Oysa ki her şey ne kadar kontrol altında ve ne kadar normal değil mi? Bu sabah uyandığımız gündem Elmalı vakası. Yine içimizi dağlayan bir dava ve ağır cinsel istismara maruz kalmış çocuklar. Onlar küçücük bedenlerinde sonsuza kadar bu acıyı taşırken acaba kaçımız ne kadar süre hatırlayacak bu vahşeti. Tıpkı Pozantı, Ensar Vakfı, Gerger vakaları gibi… Maalesef unutuyoruz.

Sağlanan veriler:
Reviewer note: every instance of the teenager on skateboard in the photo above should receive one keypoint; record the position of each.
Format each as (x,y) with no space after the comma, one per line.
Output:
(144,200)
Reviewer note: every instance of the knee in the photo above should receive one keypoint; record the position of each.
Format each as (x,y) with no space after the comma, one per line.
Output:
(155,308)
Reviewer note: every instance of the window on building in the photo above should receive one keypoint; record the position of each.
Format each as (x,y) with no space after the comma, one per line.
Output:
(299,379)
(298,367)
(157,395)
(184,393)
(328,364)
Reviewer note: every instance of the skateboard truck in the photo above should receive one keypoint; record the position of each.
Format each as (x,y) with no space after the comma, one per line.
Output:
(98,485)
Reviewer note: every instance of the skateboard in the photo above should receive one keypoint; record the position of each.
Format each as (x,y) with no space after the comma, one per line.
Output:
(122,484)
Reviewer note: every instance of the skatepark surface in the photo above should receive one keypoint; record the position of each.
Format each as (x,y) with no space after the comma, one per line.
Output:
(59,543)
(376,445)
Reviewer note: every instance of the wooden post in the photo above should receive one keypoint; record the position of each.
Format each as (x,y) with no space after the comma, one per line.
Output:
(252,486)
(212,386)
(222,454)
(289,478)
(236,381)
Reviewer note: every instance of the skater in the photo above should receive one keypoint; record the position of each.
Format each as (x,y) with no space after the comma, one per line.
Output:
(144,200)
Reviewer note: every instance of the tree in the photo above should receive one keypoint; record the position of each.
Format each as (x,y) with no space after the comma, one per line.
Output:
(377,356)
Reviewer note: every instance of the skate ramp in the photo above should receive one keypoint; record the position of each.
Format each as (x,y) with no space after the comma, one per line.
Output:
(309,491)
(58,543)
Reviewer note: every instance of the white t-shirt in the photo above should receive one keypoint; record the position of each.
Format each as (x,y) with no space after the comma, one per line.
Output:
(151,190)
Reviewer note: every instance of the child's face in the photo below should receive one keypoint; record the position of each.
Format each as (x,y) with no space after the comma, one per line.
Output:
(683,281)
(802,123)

Verilen görev A:
Aşağıdaki ifadelerin Elmalı vakası yazısıyla uyuşup uyuşmadığını belirtin. Her ifade için evet ya da hayır yazın ve yazıdaki belirleyici sözleri tırnak içinde alıntılayın.
(i) Elmalı vakası, bu sabahın gündemi olarak anılır.
(ii) Pozantı gibi vakaların unutulmadığı söylenir.
(iii) Çocukların bu acıyı kısa bir süre taşıyacağı belirtilir.
Verilen görev B:
Elmalı vakası yazısında "Oysa ki her" sözlerinden başlayan ve "gibi… Maalesef unutuyoruz." sözleri de dahil olmak üzere orada biten bölümü birebir yineleyin.

Görev sonucu A:
(i) Evet: "Bu sabah uyandığımız gündem Elmalı vakası."
(ii) Hayır: "Maalesef unutuyoruz."
(iii) Hayır: "küçücük bedenlerinde sonsuza kadar bu acıyı taşırken"

Görev sonucu B:
Oysa ki her şey ne kadar kontrol altında ve ne kadar normal değil mi? Bu sabah uyandığımız gündem Elmalı vakası. Yine içimizi dağlayan bir dava ve ağır cinsel istismara maruz kalmış çocuklar. Onlar küçücük bedenlerinde sonsuza kadar bu acıyı taşırken acaba kaçımız ne kadar süre hatırlayacak bu vahşeti. Tıpkı Pozantı, Ensar Vakfı, Gerger vakaları gibi… Maalesef unutuyoruz.